TASK BRIEF: Below is a set of records; print all of them exactly as written.

DATA TO EXAMINE:
- - - -

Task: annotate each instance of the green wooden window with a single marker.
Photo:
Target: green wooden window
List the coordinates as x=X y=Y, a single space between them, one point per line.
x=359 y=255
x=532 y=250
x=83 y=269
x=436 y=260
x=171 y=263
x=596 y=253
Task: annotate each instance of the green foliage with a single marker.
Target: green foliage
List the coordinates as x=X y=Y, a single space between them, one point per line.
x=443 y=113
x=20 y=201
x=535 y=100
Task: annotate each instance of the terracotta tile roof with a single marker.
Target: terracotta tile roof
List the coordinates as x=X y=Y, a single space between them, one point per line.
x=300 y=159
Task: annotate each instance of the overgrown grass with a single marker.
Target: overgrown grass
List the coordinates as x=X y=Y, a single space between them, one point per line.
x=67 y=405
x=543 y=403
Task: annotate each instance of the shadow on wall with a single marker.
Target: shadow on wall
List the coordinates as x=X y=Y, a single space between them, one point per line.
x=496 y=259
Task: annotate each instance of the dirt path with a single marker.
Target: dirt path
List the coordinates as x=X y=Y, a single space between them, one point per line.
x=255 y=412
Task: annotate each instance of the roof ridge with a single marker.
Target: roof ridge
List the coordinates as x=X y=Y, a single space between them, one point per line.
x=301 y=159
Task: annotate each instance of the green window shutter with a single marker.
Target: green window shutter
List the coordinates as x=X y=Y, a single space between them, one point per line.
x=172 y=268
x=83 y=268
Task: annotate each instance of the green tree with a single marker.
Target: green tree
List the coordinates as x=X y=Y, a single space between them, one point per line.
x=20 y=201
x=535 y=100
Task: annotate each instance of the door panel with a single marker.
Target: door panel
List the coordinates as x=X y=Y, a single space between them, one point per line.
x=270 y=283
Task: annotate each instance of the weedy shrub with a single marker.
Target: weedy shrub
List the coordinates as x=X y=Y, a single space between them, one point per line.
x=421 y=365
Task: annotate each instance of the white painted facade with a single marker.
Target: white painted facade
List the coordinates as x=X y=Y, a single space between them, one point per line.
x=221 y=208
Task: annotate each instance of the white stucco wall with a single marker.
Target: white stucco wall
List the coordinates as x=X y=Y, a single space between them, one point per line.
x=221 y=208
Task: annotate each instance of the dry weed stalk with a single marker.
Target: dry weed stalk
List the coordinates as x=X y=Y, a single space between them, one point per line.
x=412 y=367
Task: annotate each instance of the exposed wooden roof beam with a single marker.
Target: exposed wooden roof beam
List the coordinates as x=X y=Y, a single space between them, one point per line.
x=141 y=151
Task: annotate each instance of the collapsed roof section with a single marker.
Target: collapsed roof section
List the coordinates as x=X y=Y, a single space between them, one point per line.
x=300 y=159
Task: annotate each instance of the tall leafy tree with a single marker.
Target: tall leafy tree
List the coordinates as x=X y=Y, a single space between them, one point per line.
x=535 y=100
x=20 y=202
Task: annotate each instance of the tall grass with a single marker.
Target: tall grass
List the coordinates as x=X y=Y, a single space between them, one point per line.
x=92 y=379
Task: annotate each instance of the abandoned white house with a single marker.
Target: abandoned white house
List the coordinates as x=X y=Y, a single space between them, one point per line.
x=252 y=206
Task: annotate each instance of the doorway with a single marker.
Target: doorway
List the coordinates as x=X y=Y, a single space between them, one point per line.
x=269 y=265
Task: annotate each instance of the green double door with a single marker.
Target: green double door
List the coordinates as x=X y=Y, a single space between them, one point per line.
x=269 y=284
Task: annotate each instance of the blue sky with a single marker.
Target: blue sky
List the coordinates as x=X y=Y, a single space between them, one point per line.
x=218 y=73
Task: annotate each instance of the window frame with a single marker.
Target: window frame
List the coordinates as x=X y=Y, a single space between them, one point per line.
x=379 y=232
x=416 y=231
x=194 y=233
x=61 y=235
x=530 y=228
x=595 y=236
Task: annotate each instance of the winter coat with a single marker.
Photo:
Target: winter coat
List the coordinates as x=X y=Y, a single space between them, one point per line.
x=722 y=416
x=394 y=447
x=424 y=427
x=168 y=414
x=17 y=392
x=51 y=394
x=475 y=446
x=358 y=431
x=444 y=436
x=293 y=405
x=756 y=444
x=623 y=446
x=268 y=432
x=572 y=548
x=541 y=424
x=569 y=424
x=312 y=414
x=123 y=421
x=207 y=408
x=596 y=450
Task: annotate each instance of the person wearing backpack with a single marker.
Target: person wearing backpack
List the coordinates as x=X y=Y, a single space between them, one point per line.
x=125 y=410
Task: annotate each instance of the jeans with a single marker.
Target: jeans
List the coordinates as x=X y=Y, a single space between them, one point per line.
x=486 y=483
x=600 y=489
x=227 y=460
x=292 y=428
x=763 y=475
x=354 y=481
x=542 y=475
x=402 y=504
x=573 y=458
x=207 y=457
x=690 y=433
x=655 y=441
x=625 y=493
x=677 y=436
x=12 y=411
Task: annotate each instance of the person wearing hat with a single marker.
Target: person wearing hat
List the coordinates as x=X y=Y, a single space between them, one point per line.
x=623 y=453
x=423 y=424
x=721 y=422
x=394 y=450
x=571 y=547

- - - -

WRITTEN SOLUTION:
Task: annotate each instance of the green wooden window with a single marker.
Photo:
Target: green wooden window
List the coordinates as x=X y=Y, a single space between them, one point per line.
x=359 y=255
x=532 y=250
x=83 y=269
x=436 y=260
x=171 y=263
x=596 y=253
Task: annotate each instance of the green foliage with a single marker.
Target: green foliage
List the coordinates as x=X y=Y, a single space between them, one point per line.
x=443 y=113
x=20 y=201
x=535 y=100
Task: annotate each instance of the terracotta tile roof with a single marker.
Target: terracotta tile roof
List the coordinates as x=X y=Y, a single space between them, one point per line.
x=300 y=159
Task: annotate each instance of the overgrown grass with a single marker.
Target: overgrown grass
List the coordinates as x=X y=Y, a single space between them, one point per line.
x=67 y=405
x=543 y=403
Task: annotate each instance of the shadow on wall with a single marker.
Target: shadow on wall
List the coordinates as x=X y=Y, a single space between them, one point per line.
x=496 y=259
Task: annotate each instance of the dirt path with a single marker.
Target: dirt path
List the coordinates as x=X y=Y, a single space between them, one point per line.
x=255 y=412
Task: annotate each instance of the roof ridge with a single marker.
Target: roof ridge
List the coordinates as x=X y=Y, a single space between them, one point per line.
x=301 y=159
Task: annotate each instance of the green window shutter with a single marker.
Target: green window shutter
List the coordinates as x=X y=Y, a single space between them, one point per line.
x=172 y=268
x=83 y=268
Task: annotate each instance of the green tree with a single marker.
Target: green tree
List the coordinates as x=X y=Y, a single space between them, one point per line.
x=20 y=201
x=535 y=100
Task: annotate each instance of the door panel with a single marker.
Target: door panel
List the coordinates as x=X y=Y, a single space between them, one point per line.
x=270 y=283
Task: annotate each instance of the weedy shrub with a single marker.
Target: weedy shrub
List the coordinates as x=X y=Y, a single space between them, one point per line.
x=421 y=365
Task: annotate each instance of the white painted facade with a single marker.
Target: white painted facade
List the coordinates as x=X y=Y, a single space between them, one point per line.
x=221 y=208
Task: annotate each instance of the white stucco wall with a single marker.
Target: white stucco wall
List the coordinates as x=X y=Y, a single space between them, one point per line.
x=221 y=208
Task: annotate each instance of the dry weed stalk with a single marker.
Target: dry weed stalk
List the coordinates as x=X y=Y, a single space between them, one point per line.
x=412 y=367
Task: annotate each instance of the exposed wooden roof beam with a single marker.
Target: exposed wooden roof beam
List the coordinates as x=X y=Y, a single space between them, one point per line.
x=141 y=151
Task: annotate each instance of the collapsed roof section with a single marker.
Target: collapsed roof section
List the coordinates as x=X y=Y, a single space between them, one point per line.
x=300 y=159
Task: annotate each instance of the tall leafy tree with a single marker.
Target: tall leafy tree
List the coordinates as x=X y=Y, a single space between them, one point per line.
x=535 y=100
x=20 y=202
Task: annotate each instance of the tall grass with a single marker.
Target: tall grass
List the coordinates as x=X y=Y, a single space between them, one point per line.
x=92 y=379
Task: annotate each instance of the abandoned white house with a single marker.
Target: abandoned white house
List the coordinates as x=X y=Y, a single space between them, one point per line.
x=252 y=206
Task: annotate each instance of the doorway with a single marker.
Target: doorway
List the coordinates as x=X y=Y, a single space between them, one point per line.
x=269 y=265
Task: annotate each instance of the green double door with a single marker.
Target: green double door
List the coordinates as x=X y=Y, a single space between them, one point per line.
x=269 y=284
Task: annotate each instance of the blue sky with a single marker.
Target: blue sky
List the coordinates as x=X y=Y, a single space between them, one point per line.
x=218 y=73
Task: annotate each instance of the window frame with a single marker.
Target: window frame
List the coordinates as x=X y=Y, a single space between them, one point per line.
x=379 y=232
x=416 y=231
x=194 y=233
x=61 y=235
x=530 y=228
x=595 y=236
Task: annotate each instance of the winter coat with a single marker.
Photo:
Target: winter coat
List the coordinates as x=X y=Y, a single space between them, one point per line.
x=722 y=416
x=394 y=447
x=424 y=427
x=168 y=414
x=17 y=392
x=51 y=394
x=475 y=446
x=358 y=431
x=444 y=436
x=293 y=405
x=756 y=444
x=623 y=446
x=268 y=432
x=572 y=548
x=541 y=424
x=569 y=424
x=312 y=414
x=123 y=421
x=207 y=408
x=596 y=450
Task: annotate each instance of the person wearing backpack with a single marker.
Target: person wearing backpack
List the coordinates as x=X y=Y, a single space between them, one point per line.
x=125 y=410
Task: annotate each instance of the jeans with a single marker.
Target: jeans
List the coordinates as x=X y=Y, a single space between them, one point per line.
x=486 y=483
x=600 y=489
x=227 y=460
x=292 y=428
x=763 y=475
x=354 y=481
x=542 y=475
x=402 y=504
x=573 y=458
x=207 y=457
x=690 y=433
x=655 y=441
x=625 y=493
x=677 y=436
x=12 y=411
Task: annotate each instance of the person wearing hat with a single marker.
Target: person wearing hat
List the coordinates as x=X y=Y, a single space between them, one point per line.
x=623 y=453
x=423 y=424
x=721 y=422
x=394 y=450
x=571 y=547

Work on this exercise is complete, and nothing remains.